• _Short exercise a_: Can you transcribe the piece on West Ham's transfer dealings below, word for word and in full?

• _Extract provided_:
It was telling that Potter himself quickly dropped Hermansen after a string of mistakes, but in truth, he shouldn’t have been in charge of recruitment decisions to begin with. He’d never previously been responsible for signings, having only ever operated as a head coach at his former clubs.
What a Waste of Money
At the time, a very senior London Stadium source told C&H, “We’ve just wasted £15m”. Probably not the supportive words Hermansen needed to hear after being dropped from the team.
Now, West Ham head into another transfer window relying on Nuno Espirito Santo and his agent Jorge Mendes for guidance — a worrying sign given that the club still has no official recruitment head.
Until West Ham modernise and implement a professional, joined-up transfer structure like every other Premier League club, we’ll continue to see the same avoidable mistakes repeated — and the Hermansen saga will stand as yet another cautionary tale of muddled thinking in East London

Not just the “Hermansen Saga”, Gonzo. The same thing has happened with any number of West Ham’s incoming transfers. There must be at least a dozen of them in the last 5 or so years. So many, in fact, that I genuinely struggle to remember all the names ! Whilst this has been happening, a lot of those players are then sold to other clubs – for a lot less than we paid for them; & suddenly become capable footballers once more. The mind boggles at what appears to be going on at our club !
Spot on Gonzo. We lurch from one manager’s preference to another (exacerbated by the 4x we’ve had in the last 3x trfr windows) together with Steidten and Sullivan’s picks adding to the unstructured process the club has in recruitment.

Excerpts from point annotation records:
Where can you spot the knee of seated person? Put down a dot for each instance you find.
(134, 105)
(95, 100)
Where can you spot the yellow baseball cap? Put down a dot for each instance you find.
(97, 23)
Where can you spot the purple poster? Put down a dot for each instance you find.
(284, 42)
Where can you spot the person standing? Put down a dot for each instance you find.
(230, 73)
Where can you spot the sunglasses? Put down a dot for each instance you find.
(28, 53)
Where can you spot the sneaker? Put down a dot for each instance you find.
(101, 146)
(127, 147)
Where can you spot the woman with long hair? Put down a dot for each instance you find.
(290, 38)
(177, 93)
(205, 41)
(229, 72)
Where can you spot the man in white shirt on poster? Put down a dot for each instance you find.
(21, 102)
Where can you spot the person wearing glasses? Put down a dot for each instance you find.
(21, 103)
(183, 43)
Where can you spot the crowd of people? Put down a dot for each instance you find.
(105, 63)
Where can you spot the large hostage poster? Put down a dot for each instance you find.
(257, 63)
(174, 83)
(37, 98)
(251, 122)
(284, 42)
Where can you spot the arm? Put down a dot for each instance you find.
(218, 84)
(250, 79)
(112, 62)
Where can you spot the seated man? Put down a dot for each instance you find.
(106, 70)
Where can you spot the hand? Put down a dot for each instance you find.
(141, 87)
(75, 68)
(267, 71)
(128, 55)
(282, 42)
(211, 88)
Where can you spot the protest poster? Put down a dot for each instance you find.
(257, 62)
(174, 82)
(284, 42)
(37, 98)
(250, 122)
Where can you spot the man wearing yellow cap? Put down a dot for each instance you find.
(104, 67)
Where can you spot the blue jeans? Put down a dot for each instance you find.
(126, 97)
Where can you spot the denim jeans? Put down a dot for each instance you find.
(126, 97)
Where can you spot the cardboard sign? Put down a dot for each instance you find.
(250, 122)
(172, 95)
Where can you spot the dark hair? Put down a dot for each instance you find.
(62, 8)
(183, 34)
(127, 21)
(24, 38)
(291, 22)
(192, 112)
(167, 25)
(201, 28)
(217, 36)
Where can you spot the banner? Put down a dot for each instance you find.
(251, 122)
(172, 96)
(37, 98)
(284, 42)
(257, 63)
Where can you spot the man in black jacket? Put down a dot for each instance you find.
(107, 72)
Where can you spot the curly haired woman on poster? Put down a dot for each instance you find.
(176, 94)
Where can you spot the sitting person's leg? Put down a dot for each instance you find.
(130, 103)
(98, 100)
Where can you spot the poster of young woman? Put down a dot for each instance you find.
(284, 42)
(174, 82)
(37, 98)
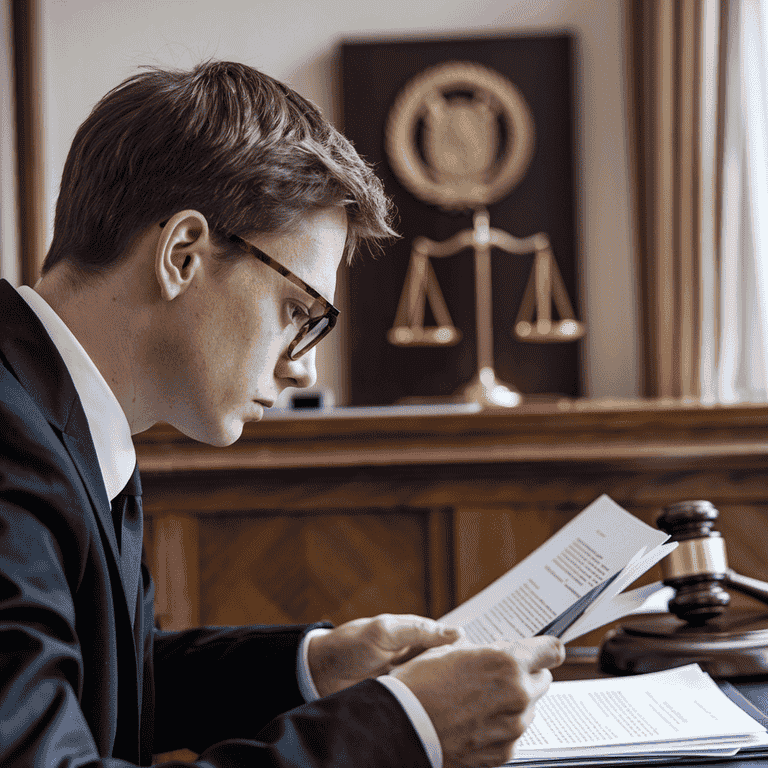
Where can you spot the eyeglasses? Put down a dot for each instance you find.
(316, 328)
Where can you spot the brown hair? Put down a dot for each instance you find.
(245, 150)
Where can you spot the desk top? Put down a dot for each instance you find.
(574, 431)
(581, 664)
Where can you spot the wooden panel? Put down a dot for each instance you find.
(295, 569)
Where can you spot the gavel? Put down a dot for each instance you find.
(698, 568)
(724, 643)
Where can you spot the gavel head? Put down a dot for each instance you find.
(698, 565)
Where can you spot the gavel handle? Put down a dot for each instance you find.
(752, 587)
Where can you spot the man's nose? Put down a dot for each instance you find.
(300, 373)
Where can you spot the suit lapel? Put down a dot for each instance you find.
(37, 364)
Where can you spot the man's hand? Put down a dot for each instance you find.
(371, 647)
(481, 698)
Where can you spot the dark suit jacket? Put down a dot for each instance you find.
(78, 685)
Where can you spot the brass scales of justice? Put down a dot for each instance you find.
(463, 164)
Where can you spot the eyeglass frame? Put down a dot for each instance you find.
(330, 314)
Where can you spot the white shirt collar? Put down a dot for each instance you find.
(109, 426)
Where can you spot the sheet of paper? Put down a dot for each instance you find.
(681, 707)
(651, 598)
(592, 548)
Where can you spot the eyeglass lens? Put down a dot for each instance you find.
(311, 336)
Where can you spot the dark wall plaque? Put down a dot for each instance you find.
(543, 201)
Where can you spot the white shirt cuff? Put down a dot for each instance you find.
(418, 717)
(306, 683)
(408, 701)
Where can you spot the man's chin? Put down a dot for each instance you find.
(217, 435)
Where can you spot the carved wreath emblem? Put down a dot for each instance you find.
(459, 135)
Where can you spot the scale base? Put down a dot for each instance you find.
(733, 645)
(486, 390)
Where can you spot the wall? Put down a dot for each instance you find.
(90, 46)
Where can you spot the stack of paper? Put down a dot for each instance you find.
(659, 717)
(574, 582)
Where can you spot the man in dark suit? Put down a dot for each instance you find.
(201, 221)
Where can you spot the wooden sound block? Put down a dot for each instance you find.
(732, 645)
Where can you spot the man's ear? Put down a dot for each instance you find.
(184, 241)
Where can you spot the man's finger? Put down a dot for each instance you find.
(399, 632)
(536, 653)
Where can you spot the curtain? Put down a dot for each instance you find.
(699, 110)
(25, 140)
(665, 68)
(10, 265)
(734, 366)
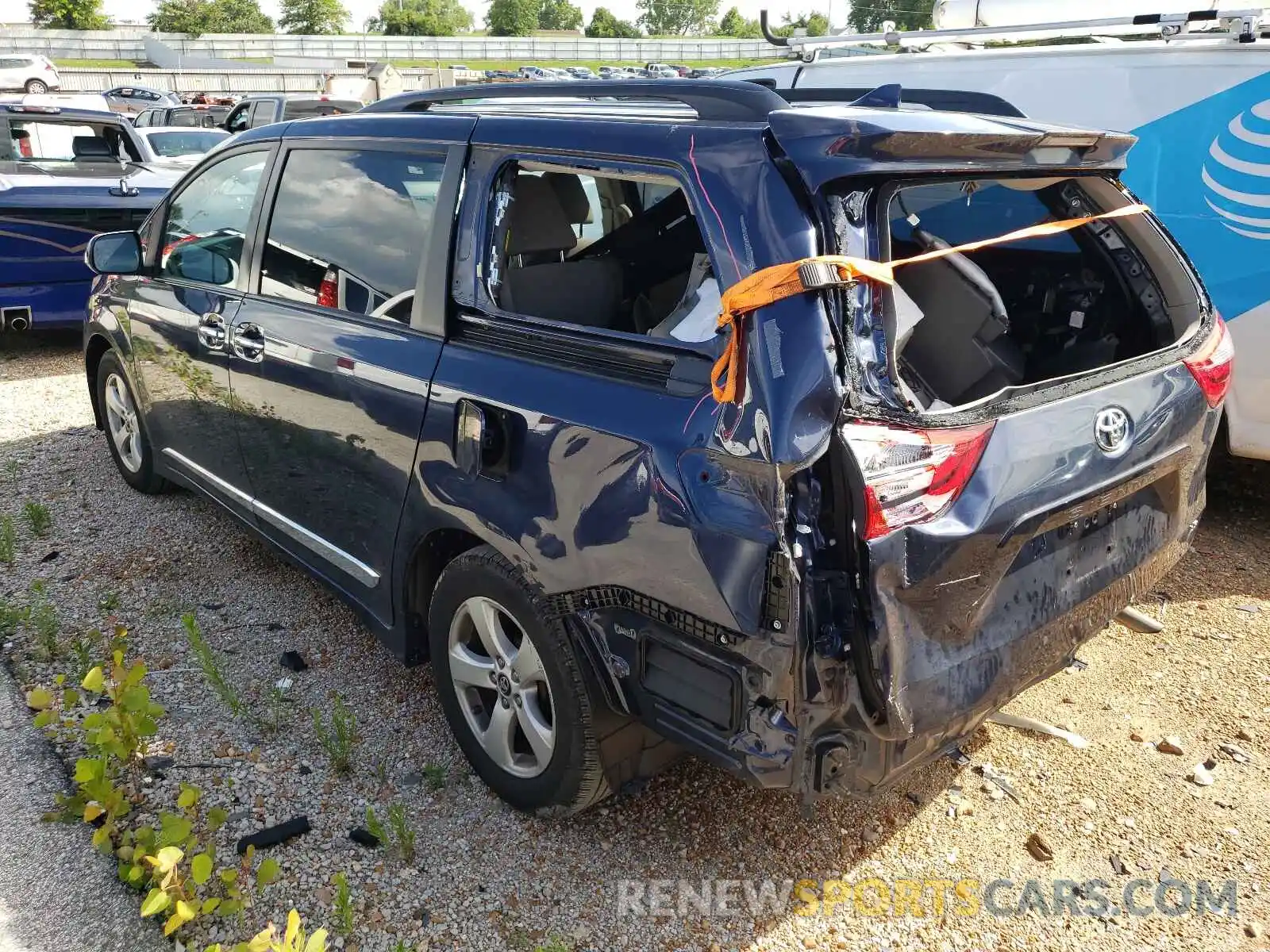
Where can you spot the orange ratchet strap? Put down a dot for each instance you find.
(770, 285)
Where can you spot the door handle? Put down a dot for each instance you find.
(248, 342)
(211, 332)
(483, 440)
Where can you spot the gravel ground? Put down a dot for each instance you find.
(89, 912)
(489, 879)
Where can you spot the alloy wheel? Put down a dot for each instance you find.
(502, 687)
(121, 418)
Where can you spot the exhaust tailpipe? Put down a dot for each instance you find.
(17, 319)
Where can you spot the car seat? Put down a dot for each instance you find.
(959, 349)
(586, 292)
(92, 149)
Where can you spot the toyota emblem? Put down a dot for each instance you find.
(1111, 429)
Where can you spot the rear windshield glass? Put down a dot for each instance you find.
(972, 323)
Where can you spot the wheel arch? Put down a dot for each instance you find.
(429, 559)
(94, 351)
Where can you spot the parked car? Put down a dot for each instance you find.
(262, 109)
(31, 74)
(65, 175)
(1203, 162)
(514, 452)
(137, 99)
(178, 145)
(207, 117)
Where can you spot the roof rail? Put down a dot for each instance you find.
(1244, 25)
(956, 101)
(711, 101)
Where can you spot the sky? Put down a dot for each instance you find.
(137, 10)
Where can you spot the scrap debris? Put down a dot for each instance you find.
(273, 835)
(1039, 848)
(1032, 724)
(991, 774)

• _Short exercise b_: How many lines of the records above contain the string "emblem" with matching case? Reply with the number alone.

• _Exercise output a_:
It was telling that Potter himself quickly dropped Hermansen after a string of mistakes, but in truth, he shouldn’t have been in charge of recruitment decisions to begin with. He’d never previously been responsible for signings, having only ever operated as a head coach at his former clubs.
What a Waste of Money
At the time, a very senior London Stadium source told C&H, “We’ve just wasted £15m”. Probably not the supportive words Hermansen needed to hear after being dropped from the team.
Now, West Ham head into another transfer window relying on Nuno Espirito Santo and his agent Jorge Mendes for guidance — a worrying sign given that the club still has no official recruitment head.
Until West Ham modernise and implement a professional, joined-up transfer structure like every other Premier League club, we’ll continue to see the same avoidable mistakes repeated — and the Hermansen saga will stand as yet another cautionary tale of muddled thinking in East London

Not just the “Hermansen Saga”, Gonzo. The same thing has happened with any number of West Ham’s incoming transfers. There must be at least a dozen of them in the last 5 or so years. So many, in fact, that I genuinely struggle to remember all the names ! Whilst this has been happening, a lot of those players are then sold to other clubs – for a lot less than we paid for them; & suddenly become capable footballers once more. The mind boggles at what appears to be going on at our club !
Spot on Gonzo. We lurch from one manager’s preference to another (exacerbated by the 4x we’ve had in the last 3x trfr windows) together with Steidten and Sullivan’s picks adding to the unstructured process the club has in recruitment.

• _Exercise output b_: 2